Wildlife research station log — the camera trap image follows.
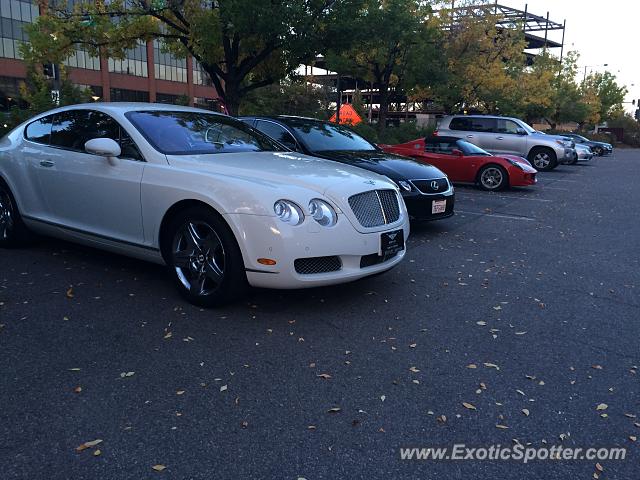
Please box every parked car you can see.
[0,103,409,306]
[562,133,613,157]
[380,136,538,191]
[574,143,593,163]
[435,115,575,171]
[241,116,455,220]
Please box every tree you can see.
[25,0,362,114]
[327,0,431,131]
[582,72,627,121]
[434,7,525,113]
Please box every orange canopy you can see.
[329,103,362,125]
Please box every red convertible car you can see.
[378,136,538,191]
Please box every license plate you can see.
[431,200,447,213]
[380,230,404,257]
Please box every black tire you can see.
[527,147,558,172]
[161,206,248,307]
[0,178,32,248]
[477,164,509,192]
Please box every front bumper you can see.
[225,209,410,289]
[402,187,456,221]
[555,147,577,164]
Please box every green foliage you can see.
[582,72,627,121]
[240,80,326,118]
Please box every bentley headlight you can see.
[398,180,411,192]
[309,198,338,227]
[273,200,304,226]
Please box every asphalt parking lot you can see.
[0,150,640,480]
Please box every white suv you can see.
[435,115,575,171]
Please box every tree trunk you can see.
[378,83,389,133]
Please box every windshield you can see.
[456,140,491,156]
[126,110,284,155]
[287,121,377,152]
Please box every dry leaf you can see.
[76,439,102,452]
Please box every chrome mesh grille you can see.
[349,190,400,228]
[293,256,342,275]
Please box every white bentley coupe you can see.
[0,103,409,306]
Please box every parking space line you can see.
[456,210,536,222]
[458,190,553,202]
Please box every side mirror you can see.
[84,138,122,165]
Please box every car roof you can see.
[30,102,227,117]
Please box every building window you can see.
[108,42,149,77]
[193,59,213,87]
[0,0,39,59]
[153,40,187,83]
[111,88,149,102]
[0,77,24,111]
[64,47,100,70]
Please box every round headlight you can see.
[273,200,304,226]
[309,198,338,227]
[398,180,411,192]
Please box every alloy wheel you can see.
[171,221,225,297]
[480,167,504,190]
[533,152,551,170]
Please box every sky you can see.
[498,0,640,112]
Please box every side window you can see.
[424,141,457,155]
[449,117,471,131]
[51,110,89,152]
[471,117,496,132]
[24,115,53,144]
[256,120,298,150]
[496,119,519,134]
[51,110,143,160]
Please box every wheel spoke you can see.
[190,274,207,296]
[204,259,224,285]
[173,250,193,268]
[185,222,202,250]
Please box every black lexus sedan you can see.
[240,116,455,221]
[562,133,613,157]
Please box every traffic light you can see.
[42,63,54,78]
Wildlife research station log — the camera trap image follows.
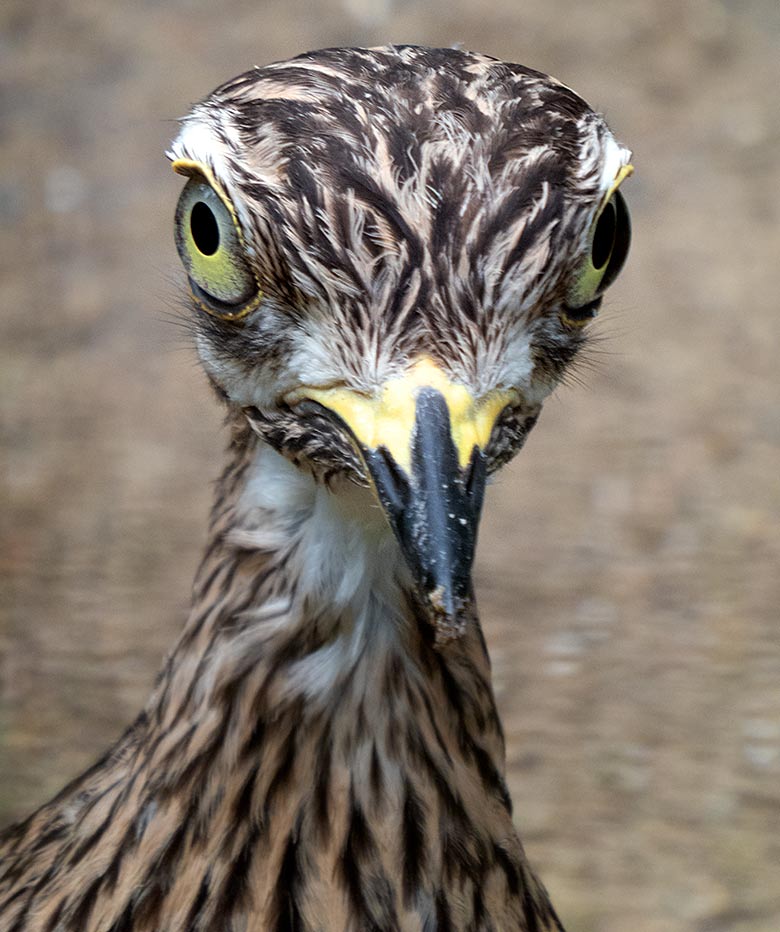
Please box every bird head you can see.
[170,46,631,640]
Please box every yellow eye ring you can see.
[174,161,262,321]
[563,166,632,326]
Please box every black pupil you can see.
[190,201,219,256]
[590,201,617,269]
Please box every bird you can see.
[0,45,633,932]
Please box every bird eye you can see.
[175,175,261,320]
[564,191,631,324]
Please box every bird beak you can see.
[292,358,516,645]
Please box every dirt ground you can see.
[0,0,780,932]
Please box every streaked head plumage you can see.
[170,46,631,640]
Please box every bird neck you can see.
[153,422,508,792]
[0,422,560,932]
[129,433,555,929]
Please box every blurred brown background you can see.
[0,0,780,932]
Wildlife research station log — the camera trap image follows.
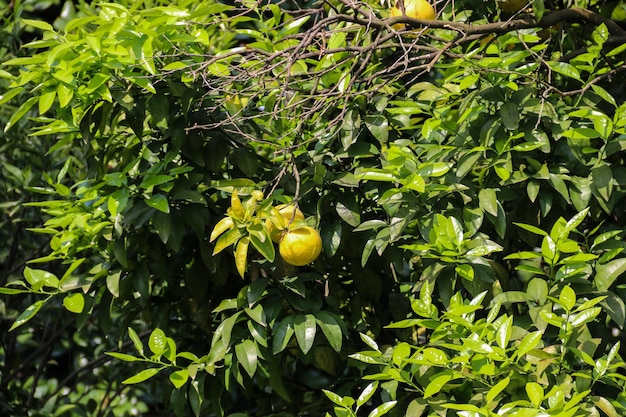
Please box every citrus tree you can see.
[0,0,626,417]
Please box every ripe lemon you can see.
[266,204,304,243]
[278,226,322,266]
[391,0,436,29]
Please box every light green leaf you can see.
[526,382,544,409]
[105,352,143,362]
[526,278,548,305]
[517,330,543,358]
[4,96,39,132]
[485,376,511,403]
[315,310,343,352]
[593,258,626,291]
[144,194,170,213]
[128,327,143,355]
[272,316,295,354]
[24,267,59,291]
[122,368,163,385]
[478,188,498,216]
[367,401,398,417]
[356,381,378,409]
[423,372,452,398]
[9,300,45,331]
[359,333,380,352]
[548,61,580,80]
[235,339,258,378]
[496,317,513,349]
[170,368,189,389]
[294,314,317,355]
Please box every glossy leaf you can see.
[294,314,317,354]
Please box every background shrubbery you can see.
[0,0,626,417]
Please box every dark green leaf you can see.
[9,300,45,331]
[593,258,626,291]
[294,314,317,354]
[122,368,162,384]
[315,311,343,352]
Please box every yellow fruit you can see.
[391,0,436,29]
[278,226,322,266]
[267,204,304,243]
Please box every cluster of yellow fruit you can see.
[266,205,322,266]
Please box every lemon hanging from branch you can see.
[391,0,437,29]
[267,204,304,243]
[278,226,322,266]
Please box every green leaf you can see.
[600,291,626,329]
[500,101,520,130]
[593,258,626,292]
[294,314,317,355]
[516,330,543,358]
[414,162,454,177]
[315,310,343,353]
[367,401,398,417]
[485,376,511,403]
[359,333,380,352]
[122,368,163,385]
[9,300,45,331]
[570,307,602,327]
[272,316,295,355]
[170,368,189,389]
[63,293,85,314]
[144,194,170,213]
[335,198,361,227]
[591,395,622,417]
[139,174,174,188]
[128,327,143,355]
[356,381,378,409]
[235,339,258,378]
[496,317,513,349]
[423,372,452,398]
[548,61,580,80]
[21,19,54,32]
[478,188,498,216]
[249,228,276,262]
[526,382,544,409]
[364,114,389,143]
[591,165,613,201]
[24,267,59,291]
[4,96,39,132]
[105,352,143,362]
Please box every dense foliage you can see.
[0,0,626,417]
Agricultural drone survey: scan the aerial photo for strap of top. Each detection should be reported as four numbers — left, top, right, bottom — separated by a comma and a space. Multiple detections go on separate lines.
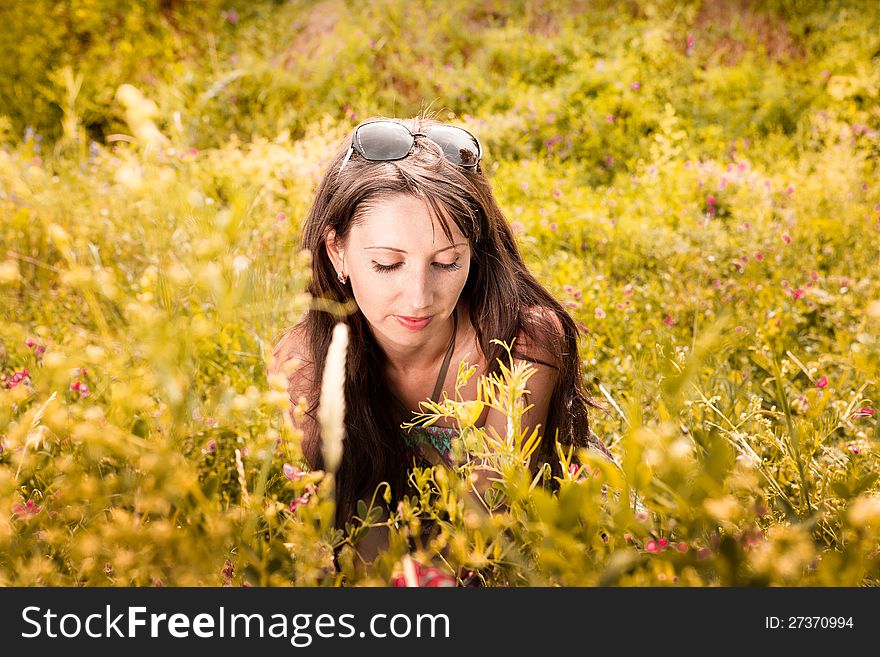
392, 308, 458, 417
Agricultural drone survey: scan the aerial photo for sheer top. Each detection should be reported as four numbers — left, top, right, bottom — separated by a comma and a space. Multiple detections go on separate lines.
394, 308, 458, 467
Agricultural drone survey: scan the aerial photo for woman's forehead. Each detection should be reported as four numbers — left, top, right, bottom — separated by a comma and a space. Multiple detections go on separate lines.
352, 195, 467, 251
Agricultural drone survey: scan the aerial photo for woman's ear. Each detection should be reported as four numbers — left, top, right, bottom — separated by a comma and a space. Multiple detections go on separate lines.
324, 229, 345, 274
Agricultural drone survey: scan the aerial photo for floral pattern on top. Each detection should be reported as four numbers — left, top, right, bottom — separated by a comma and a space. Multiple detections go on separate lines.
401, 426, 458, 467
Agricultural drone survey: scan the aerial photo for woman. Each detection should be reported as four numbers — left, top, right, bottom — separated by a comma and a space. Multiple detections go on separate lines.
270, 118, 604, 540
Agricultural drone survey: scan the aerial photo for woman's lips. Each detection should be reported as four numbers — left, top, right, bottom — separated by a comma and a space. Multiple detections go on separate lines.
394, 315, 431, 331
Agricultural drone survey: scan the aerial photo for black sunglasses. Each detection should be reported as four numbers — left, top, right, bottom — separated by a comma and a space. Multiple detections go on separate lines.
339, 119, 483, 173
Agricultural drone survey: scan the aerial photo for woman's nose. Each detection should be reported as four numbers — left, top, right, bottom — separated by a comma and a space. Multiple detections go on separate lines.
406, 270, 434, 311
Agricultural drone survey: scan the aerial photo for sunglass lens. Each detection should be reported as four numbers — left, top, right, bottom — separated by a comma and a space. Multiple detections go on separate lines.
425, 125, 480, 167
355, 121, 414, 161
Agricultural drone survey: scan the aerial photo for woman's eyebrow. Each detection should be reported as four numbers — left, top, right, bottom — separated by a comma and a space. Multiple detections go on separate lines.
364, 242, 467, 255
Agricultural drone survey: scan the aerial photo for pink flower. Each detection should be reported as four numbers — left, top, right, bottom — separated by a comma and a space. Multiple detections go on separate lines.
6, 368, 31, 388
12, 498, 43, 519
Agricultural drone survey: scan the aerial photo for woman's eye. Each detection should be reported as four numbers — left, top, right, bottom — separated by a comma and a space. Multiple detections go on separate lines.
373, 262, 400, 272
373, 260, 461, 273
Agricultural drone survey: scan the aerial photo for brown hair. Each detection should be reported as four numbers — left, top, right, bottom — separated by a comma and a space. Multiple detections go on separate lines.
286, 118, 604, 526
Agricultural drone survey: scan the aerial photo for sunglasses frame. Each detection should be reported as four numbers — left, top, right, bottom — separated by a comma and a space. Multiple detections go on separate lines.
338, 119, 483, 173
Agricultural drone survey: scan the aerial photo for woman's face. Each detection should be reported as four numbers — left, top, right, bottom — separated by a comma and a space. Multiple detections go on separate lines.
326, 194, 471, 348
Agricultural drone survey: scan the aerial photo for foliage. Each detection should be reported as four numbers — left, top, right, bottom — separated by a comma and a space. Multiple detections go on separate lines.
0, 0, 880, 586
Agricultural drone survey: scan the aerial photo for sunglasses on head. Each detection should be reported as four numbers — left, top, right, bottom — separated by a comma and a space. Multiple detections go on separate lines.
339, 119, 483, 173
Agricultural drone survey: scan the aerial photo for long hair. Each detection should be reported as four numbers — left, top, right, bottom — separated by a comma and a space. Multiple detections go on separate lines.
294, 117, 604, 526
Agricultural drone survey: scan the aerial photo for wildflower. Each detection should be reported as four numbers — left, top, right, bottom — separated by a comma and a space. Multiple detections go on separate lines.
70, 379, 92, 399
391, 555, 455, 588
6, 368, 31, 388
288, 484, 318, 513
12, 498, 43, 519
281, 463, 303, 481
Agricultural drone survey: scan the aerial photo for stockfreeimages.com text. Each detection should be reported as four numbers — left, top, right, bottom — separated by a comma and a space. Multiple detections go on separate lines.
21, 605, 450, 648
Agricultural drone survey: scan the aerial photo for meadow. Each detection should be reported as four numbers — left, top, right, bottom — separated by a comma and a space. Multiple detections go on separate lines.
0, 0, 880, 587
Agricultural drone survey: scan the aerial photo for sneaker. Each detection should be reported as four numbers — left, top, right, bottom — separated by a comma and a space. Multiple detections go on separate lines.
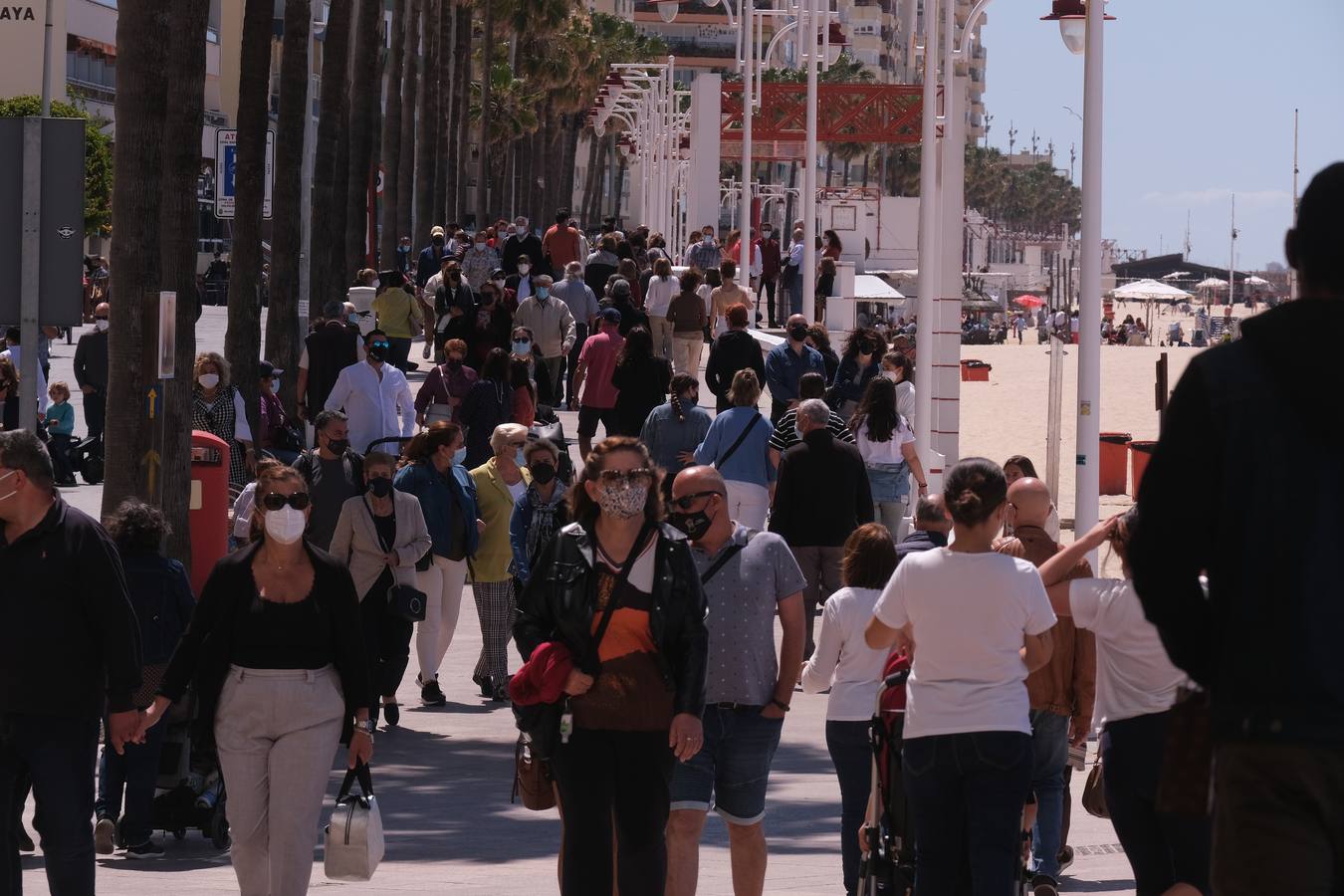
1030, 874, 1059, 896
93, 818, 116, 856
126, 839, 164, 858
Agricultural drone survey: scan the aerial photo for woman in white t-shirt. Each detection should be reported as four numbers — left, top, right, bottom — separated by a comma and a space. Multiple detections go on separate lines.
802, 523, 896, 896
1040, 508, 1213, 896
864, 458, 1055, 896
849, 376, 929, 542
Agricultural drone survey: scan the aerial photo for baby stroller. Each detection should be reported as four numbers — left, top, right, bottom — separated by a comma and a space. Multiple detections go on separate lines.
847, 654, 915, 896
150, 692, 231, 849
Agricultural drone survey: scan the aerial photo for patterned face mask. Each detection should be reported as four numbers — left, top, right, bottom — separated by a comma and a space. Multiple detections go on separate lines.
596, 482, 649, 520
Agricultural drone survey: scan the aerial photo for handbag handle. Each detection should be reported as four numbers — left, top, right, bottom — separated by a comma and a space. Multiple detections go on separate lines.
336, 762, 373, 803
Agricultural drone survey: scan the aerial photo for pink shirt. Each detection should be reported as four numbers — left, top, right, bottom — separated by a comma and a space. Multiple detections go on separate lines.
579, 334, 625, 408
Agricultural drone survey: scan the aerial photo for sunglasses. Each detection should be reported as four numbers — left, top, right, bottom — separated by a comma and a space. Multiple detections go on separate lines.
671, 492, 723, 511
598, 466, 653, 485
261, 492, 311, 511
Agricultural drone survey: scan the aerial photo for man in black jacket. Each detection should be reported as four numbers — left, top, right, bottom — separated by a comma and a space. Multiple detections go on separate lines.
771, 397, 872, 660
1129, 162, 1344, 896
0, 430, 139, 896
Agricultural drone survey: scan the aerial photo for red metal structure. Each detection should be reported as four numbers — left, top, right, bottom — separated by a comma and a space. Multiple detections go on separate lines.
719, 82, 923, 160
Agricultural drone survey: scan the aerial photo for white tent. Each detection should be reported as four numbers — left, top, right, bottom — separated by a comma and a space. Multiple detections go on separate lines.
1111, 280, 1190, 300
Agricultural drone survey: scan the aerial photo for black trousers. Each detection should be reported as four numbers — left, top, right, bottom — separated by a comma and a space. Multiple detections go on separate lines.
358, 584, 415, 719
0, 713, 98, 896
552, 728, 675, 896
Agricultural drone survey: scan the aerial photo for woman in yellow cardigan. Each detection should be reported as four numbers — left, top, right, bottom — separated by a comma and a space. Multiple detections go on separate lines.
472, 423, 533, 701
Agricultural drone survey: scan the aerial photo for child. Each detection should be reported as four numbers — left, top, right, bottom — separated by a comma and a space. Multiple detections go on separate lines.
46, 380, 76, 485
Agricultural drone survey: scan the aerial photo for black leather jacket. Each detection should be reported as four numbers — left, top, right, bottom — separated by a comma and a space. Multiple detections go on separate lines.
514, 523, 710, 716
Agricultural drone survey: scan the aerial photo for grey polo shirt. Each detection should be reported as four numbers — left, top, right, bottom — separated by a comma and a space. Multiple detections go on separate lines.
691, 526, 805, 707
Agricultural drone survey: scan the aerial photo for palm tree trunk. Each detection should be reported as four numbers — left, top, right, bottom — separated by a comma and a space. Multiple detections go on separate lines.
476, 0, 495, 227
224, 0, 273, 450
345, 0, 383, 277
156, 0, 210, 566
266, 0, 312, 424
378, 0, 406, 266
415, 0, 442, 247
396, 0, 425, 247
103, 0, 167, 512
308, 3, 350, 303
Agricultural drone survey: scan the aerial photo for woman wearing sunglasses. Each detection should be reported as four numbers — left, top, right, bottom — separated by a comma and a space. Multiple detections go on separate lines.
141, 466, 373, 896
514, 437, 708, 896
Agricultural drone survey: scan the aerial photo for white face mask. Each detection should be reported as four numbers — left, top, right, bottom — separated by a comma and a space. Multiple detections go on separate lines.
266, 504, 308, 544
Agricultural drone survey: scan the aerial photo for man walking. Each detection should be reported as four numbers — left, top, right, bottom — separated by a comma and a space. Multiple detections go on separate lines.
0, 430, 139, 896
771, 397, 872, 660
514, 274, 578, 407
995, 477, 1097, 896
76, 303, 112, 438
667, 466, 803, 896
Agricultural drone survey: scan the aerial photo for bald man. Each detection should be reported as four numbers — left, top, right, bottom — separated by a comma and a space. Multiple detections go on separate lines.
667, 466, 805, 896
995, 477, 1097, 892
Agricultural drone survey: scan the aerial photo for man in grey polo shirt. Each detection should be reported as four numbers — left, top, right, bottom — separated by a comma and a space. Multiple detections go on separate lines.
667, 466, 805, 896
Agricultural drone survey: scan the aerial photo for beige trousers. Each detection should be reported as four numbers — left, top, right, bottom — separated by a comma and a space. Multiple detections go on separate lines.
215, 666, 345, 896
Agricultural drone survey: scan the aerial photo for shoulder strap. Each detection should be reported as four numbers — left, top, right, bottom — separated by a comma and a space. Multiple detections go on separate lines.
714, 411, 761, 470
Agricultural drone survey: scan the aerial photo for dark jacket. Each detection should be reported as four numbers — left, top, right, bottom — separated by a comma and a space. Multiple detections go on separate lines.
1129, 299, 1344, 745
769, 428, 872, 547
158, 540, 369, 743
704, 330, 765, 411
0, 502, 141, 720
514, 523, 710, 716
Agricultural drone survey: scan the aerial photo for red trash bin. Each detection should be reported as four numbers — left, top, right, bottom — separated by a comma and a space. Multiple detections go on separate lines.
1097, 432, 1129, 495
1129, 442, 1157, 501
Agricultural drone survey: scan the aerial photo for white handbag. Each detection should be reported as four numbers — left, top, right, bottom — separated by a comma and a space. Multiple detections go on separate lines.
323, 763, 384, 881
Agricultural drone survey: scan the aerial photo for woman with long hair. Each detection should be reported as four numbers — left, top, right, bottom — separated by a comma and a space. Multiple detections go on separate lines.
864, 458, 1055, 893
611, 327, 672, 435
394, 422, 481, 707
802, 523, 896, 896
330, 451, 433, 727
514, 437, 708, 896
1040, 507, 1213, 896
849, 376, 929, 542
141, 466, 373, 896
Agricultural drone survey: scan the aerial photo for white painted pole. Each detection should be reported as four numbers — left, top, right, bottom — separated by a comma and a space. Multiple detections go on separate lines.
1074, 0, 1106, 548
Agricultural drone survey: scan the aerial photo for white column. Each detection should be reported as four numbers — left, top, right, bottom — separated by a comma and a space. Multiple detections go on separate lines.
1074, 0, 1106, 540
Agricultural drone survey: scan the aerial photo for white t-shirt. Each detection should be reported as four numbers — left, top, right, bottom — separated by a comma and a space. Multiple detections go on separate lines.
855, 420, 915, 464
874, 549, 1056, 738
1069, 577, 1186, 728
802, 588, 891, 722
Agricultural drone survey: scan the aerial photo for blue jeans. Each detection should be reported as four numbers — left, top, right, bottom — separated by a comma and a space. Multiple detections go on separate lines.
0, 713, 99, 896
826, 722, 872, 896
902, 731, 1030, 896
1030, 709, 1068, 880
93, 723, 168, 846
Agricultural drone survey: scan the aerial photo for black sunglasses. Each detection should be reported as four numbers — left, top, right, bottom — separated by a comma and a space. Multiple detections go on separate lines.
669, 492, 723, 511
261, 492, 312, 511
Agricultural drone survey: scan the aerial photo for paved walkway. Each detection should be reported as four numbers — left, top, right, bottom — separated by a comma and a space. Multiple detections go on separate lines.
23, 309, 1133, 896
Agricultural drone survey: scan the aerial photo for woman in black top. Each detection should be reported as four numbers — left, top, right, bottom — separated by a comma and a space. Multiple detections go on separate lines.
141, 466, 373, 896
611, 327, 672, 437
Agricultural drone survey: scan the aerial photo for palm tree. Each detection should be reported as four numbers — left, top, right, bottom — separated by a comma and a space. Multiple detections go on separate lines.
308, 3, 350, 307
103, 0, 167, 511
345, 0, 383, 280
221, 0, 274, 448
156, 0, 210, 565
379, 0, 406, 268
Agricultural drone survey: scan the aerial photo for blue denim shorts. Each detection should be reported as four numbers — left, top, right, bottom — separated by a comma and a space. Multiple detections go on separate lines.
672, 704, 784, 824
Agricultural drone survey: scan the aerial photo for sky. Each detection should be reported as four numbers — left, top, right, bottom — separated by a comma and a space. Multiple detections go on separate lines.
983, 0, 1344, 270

==============================

▶ **WRITTEN PROBLEM**: Retype the material above word for word, everything from the line containing "Agricultural drone survey: scan the aerial photo for strap" down to the line containing "324, 229, 345, 274", both included, and leave out the pictures.

▶ **TASK ANSWER**:
Agricultural drone survey: scan the aerial photo for strap of top. Each detection should be reported as four numbers — left, top, right, bottom — separated by a comma and a space. Multiple detections go on separate lines.
392, 308, 458, 417
Agricultural drone survey: scan the aerial photo for sheer top. Each detection should be reported as four numbers — left, top, right, bottom — separated by a comma and a space. Multiple detections go on separate lines.
394, 308, 458, 467
Agricultural drone survey: scan the aerial photo for woman's forehead. Each detection should be reported as four numbers — left, top, right, bottom — separated by a comma and a space. Multiple detections go on separate lines.
352, 195, 467, 251
Agricultural drone survey: scan the aerial photo for woman's ear. Each detection should be reported as four numbers — left, top, right, bottom — separated by a comma and a space. Multiple detections go on separate lines.
324, 229, 345, 274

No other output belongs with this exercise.